PROVIDED RECORDS ->
-- -- --
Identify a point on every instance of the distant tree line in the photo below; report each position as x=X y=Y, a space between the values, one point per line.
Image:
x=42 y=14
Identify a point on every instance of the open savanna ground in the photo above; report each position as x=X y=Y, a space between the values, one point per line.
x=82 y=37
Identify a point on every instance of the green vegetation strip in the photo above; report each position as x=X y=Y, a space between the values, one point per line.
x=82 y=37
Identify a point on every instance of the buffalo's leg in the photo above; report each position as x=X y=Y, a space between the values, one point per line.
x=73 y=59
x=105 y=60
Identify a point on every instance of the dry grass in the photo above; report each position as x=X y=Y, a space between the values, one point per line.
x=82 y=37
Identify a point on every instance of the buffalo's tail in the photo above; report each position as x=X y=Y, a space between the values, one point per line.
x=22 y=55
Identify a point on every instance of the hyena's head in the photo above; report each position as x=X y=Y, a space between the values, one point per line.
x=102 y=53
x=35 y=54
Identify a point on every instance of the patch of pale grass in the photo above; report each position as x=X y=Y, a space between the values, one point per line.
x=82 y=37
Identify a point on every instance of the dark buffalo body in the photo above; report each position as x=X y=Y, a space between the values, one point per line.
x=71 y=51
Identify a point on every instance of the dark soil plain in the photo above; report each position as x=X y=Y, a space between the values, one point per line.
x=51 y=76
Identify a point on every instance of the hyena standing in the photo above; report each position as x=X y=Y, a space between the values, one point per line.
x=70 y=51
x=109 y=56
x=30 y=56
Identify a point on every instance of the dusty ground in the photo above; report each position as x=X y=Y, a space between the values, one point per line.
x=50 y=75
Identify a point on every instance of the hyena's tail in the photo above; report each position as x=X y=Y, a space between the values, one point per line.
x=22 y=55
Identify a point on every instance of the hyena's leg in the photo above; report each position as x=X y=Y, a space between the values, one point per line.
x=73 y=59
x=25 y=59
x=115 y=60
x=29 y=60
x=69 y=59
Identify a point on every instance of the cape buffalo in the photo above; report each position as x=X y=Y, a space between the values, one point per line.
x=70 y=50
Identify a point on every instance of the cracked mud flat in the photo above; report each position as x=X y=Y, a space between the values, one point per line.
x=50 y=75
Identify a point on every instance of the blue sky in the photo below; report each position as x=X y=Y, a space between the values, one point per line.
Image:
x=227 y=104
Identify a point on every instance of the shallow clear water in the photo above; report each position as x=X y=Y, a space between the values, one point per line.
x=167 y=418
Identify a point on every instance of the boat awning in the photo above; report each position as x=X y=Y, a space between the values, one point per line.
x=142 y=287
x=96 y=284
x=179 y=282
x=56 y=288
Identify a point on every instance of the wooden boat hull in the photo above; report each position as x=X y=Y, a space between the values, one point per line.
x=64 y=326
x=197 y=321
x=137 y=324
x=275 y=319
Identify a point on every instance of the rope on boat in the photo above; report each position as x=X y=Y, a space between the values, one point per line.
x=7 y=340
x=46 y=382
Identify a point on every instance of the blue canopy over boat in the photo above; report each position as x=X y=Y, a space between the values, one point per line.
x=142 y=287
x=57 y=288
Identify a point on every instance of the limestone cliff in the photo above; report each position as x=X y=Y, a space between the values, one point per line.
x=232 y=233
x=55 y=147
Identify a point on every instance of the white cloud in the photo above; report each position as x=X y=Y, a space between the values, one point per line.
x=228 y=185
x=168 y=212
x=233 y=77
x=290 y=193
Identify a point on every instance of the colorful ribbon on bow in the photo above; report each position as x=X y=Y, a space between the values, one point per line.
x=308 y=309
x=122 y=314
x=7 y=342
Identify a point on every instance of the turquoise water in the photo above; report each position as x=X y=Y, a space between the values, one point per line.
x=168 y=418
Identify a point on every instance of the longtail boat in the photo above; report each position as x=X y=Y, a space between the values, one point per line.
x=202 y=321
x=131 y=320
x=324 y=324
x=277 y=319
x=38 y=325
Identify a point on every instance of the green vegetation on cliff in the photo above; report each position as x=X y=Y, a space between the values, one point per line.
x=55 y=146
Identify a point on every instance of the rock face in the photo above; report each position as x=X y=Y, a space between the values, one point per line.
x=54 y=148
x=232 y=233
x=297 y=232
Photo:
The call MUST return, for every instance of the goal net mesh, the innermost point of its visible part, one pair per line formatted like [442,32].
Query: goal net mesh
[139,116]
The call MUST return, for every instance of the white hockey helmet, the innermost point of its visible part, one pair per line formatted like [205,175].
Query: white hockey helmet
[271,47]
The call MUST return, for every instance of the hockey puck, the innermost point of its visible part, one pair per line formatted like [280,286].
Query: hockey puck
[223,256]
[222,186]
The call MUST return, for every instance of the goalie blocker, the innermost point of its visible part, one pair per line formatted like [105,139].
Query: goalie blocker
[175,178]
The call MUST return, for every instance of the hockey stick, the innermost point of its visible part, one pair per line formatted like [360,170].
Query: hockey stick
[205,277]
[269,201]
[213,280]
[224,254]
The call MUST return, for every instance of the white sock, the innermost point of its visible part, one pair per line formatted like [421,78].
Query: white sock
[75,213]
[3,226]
-- -- --
GOAL OF THE EXERCISE ->
State how many lines of the data contain the word "return". Nothing besides the number belongs in the reply.

ANSWER BELOW ->
6